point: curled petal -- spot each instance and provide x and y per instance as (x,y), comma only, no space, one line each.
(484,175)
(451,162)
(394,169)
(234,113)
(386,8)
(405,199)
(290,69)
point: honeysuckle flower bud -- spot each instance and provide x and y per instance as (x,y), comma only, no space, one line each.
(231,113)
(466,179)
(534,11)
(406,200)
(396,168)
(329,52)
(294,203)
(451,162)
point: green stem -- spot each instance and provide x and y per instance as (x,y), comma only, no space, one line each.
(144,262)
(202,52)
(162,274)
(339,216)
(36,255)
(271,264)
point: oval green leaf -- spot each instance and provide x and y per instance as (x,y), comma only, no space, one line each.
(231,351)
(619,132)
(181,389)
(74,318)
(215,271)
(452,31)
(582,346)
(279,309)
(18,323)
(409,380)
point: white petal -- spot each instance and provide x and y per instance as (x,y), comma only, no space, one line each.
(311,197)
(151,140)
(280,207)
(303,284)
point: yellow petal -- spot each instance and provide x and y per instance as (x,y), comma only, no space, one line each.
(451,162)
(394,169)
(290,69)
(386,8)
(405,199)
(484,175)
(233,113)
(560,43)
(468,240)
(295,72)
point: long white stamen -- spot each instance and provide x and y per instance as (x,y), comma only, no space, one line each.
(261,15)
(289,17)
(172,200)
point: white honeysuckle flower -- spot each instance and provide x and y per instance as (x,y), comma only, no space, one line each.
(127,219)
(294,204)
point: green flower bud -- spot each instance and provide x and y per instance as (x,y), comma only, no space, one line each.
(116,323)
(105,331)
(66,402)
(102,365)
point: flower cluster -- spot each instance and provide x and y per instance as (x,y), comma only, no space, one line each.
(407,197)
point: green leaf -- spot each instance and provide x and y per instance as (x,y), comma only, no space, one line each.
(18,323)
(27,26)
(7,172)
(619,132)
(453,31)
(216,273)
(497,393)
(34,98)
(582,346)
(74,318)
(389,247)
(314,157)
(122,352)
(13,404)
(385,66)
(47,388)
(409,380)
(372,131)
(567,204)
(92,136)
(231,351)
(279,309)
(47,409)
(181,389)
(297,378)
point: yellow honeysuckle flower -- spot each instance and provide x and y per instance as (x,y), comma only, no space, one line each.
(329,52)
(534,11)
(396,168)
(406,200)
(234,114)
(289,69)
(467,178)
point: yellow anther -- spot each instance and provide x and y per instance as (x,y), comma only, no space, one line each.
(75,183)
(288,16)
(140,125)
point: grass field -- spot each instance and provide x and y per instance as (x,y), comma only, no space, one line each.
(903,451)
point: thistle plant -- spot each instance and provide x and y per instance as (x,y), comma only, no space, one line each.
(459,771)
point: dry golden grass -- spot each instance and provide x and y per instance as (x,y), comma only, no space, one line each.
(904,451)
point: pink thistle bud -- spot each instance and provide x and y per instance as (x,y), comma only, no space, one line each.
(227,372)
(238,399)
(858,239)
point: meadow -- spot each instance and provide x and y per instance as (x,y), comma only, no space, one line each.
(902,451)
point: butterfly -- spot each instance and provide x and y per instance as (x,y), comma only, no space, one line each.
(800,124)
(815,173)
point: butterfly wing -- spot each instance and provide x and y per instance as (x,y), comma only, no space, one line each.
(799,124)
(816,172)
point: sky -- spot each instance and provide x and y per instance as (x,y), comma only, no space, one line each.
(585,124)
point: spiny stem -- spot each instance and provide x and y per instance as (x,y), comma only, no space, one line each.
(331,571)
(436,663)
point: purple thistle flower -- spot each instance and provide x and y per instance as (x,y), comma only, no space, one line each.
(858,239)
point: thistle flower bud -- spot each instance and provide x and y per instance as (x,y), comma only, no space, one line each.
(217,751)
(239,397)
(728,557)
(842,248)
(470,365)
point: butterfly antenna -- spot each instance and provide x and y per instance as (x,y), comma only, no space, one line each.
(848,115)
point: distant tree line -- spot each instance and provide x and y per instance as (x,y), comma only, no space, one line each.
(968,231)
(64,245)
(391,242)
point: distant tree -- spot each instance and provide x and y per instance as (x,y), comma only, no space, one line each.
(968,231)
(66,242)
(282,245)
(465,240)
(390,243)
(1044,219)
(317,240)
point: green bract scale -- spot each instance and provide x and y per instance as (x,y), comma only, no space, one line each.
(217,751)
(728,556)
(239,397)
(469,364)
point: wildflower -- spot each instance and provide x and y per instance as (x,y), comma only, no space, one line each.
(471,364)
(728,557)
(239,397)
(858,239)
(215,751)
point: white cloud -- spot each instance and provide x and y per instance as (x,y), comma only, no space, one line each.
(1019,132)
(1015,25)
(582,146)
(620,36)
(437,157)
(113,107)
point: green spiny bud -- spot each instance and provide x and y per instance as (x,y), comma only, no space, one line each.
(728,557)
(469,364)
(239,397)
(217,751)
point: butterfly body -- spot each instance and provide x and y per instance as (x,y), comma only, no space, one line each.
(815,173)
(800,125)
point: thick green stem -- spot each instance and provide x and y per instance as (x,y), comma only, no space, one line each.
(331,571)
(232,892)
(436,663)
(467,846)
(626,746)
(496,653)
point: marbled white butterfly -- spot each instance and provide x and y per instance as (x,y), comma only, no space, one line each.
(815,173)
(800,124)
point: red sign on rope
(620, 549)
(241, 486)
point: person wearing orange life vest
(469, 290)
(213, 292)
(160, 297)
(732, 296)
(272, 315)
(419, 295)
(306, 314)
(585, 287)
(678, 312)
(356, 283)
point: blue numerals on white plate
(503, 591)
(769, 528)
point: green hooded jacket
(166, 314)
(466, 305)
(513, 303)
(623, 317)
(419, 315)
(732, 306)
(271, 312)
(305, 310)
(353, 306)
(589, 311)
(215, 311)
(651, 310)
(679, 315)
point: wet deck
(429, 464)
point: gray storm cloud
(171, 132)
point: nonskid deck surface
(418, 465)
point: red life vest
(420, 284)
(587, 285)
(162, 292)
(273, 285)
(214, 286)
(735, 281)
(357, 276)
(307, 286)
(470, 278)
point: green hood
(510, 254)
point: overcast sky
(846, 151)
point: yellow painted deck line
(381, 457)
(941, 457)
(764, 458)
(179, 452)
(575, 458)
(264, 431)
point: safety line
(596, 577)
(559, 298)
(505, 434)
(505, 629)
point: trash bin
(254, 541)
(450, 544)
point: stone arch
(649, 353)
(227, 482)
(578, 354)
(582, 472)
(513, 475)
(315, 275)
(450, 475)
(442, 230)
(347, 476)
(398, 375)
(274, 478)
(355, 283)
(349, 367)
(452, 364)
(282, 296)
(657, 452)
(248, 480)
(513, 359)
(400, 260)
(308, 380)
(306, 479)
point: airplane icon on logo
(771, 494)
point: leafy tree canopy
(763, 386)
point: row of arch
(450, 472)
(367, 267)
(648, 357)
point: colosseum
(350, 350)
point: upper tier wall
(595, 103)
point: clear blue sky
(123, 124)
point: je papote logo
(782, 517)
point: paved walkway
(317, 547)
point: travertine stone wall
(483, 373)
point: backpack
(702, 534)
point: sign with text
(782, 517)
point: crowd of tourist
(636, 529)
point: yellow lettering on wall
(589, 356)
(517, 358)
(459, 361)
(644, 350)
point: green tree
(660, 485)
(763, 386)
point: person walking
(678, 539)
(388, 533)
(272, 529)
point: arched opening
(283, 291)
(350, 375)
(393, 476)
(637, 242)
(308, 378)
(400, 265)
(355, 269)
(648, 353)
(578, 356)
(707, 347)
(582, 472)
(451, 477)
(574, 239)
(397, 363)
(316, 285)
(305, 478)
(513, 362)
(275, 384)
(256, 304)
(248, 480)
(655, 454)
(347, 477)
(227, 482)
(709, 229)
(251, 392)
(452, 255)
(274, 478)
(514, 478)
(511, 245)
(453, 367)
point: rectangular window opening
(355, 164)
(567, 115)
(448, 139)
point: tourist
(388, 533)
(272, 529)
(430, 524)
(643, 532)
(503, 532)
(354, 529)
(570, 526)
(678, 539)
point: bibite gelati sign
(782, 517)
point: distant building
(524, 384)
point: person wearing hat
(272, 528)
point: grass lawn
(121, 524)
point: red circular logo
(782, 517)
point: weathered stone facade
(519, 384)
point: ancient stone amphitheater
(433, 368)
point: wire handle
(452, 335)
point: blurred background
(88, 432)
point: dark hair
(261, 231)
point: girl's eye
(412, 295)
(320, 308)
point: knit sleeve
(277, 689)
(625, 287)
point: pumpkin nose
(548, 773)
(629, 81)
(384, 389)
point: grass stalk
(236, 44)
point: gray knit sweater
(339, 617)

★ ★ ★ ★ ★

Your objective: Taking the line containing "point: je papote logo" as the first, please return it and every line after it through the end of the entries, exactly and only those.

Answer box:
point: je papote logo
(782, 517)
point: paved walkway
(317, 547)
point: travertine stone wall
(483, 373)
point: backpack
(702, 534)
point: sign with text
(782, 517)
point: crowd of tourist
(636, 529)
point: yellow lettering on wall
(589, 356)
(517, 358)
(459, 361)
(644, 350)
point: green tree
(660, 485)
(763, 386)
point: person walking
(678, 539)
(388, 533)
(272, 529)
point: arched opening
(283, 291)
(350, 375)
(393, 476)
(637, 242)
(308, 378)
(400, 265)
(355, 269)
(648, 353)
(578, 356)
(707, 347)
(582, 472)
(451, 477)
(574, 239)
(397, 363)
(316, 285)
(305, 478)
(513, 362)
(275, 384)
(256, 304)
(248, 480)
(655, 454)
(347, 477)
(227, 482)
(709, 229)
(251, 392)
(452, 255)
(274, 478)
(514, 478)
(511, 245)
(453, 367)
point: rectangular window opening
(355, 164)
(567, 115)
(448, 139)
point: tourist
(388, 533)
(272, 529)
(430, 524)
(643, 532)
(503, 532)
(354, 529)
(570, 526)
(678, 539)
point: bibite gelati sign
(782, 517)
point: distant building
(524, 384)
point: person wearing hat
(272, 528)
point: grass lawn
(121, 524)
point: red circular logo
(782, 517)
point: weathered stone facade
(519, 384)
point: ancient stone amphitheater
(433, 368)
point: wire handle
(452, 335)
point: blurred background
(88, 432)
point: dark hair
(261, 231)
point: girl's eye
(412, 295)
(320, 308)
point: knit sleeve
(277, 689)
(625, 287)
point: pumpkin nose
(548, 773)
(629, 81)
(384, 389)
point: grass stalk
(236, 44)
point: gray knit sweater
(339, 617)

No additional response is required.